Once you have read the data below, please repeat all of it exactly.

── Source information ──

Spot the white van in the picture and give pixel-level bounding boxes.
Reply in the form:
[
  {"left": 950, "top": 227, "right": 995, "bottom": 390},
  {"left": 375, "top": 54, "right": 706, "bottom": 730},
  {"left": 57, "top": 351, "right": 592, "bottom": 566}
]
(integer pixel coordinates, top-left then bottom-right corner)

───

• _Response area_
Spot the white van in the picture and give pixel-level bounding boxes.
Reply in the form:
[
  {"left": 950, "top": 227, "right": 995, "bottom": 390},
  {"left": 375, "top": 54, "right": 706, "bottom": 730},
  {"left": 57, "top": 351, "right": 592, "bottom": 566}
]
(integer pixel coordinates, top-left then bottom-right corner)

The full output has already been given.